▶ Text segment

--------------------

Explainers

The Friction in the Framework: Why Israel Rejects the New US-Iran Peace Deal

The ink is barely dry on the newly announced memorandum of understanding between Washington and Tehran, yet the diplomatic triumph hailed by the White House is already fracturing along its most predictable fault line: Jerusalem.

The framework agreement— brokered through Pakistani and Omani mediation to end the fierce conflict that erupted in late February—aims to lift the U.S. naval blockade, reopen the critical Strait of Hormuz, and establish a 60-day window for comprehensive nuclear negotiations. However, from the perspective of Israeli leadership, the deal is not a diplomatic breakthrough; it is a strategic surrender.

Despite fighting alongside the United States during the initial phases of the military campaign, Israel finds itself entirely marginalized in the current text of the agreement. For Jerusalem, refusing to endorse this deal is an act of existential necessity, driven by three core structural flaws in the Washington-Tehran framework.

1. The Survival of the Nuclear Apparatus

The primary objective of the joint military campaign was the comprehensive dismantlement of Iran’s nuclear capabilities. Instead, the temporary framework locks in a “nuclear status quo.” While Washington asserts the upcoming 60-day talks will lead to the ultimate destruction of Iran’s highly enriched uranium, the deal allows Tehran to retain its stockpiles inside the country for dilution. For Israel, leaving bomb-grade purity material on Iranian soil—even under temporary freeze conditions—is a non-starter. Jerusalem views any deal that fails to achieve a “zero enrichment” reality as an acceptance of a threshold nuclear state.

2. A Free Hand for Regional Proxies

The second point of contention centers heavily on regional security. Diplomatic briefs suggest the agreement encompasses a broader ceasefire across multiple fronts, explicitly wrapping in Lebanon and halting operations against Iran-backed groups. To Israeli strategists, this formula leaves Israel’s northern border fundamentally insecure. By decoupling the cessation of hostilities from the mandatory disarmament of these asymmetric forces, the deal effectively shields regional proxies under an international diplomatic umbrella, restoring their leverage without dismantling their capabilities.

3. The Resurrection of Iranian Leverage

Finally, the economic dimensions of the deal threaten to reverse the strategic gains of the past months. The proposed phased release of billions in frozen Iranian assets, paired with temporary sanctions waivers to allow the immediate resumption of oil flows through the Strait of Hormuz, offers an economic lifeline to a battered regime. Jerusalem argues that unfreezing these vast capital reserves provides the newly structured Iranian leadership with the exact financial resources needed to reconstruct its defense infrastructure and replenish its conventional ballistic missile stockpiles.

University of Western Australia

The Expert Take: Washington is prioritizing global energy stabilization and an exit from a costly regional war. Jerusalem, conversely, views the conflict through a zero-sum existential lens. A deal that stabilizes global oil markets at the expense of leaving Iran’s underlying regional architecture intact is a trade-off Israel refuses to make.

As the formal signing ceremony in Switzerland approaches this Friday, the geopolitical reality is clear. While President Trump prepares to declare an end to the conflict, Israel’s refusal to validate the framework signals a dangerous strategic divergence. Without Jerusalem’s buy-in, any diplomatic architecture constructed between Washington and Tehran will remain fundamentally fragile, leaving the distinct possibility of unilateral Israeli action very much on the table.

--------------------

▶ To do
(a) Decide whether each statement about the explainer on Israel and the US-Iran deal agrees with the text, answering yes or no and quoting the deciding words: (i) the framework sets a 90-day window for nuclear negotiations; (ii) the deal lets Tehran keep its stockpiles inside the country for dilution; (iii) the formal signing ceremony is to be held in Pakistan.
(b) Output the passage of the explainer on Israel and the US-Iran deal that begins at the words "The ink is barely" and ends after the words "fault line: Jerusalem.", copied exactly.

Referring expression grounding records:
--------------------

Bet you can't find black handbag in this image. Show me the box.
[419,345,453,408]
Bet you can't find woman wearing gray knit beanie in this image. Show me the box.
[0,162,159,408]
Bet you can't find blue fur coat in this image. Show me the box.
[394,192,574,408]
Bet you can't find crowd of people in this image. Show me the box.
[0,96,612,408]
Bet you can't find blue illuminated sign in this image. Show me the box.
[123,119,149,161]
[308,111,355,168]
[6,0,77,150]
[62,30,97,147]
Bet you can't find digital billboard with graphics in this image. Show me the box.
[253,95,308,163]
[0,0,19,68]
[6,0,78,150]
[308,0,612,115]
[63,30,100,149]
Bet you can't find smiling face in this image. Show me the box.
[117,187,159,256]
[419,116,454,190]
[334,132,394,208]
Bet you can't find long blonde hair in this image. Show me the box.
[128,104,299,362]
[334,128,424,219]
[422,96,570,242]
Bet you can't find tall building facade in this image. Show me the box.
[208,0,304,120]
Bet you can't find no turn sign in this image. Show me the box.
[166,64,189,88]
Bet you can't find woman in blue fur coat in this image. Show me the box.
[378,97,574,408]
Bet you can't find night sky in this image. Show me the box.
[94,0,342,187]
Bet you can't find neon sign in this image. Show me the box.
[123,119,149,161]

--------------------

▶ Answers for this exercise
(a)
(i) No: "establish a 60-day window for comprehensive nuclear negotiations"
(ii) Yes: "the deal allows Tehran to retain its stockpiles inside the country for dilution"
(iii) No: "As the formal signing ceremony in Switzerland approaches this Friday"

(b)
The ink is barely dry on the newly announced memorandum of understanding between Washington and Tehran, yet the diplomatic triumph hailed by the White House is already fracturing along its most predictable fault line: Jerusalem.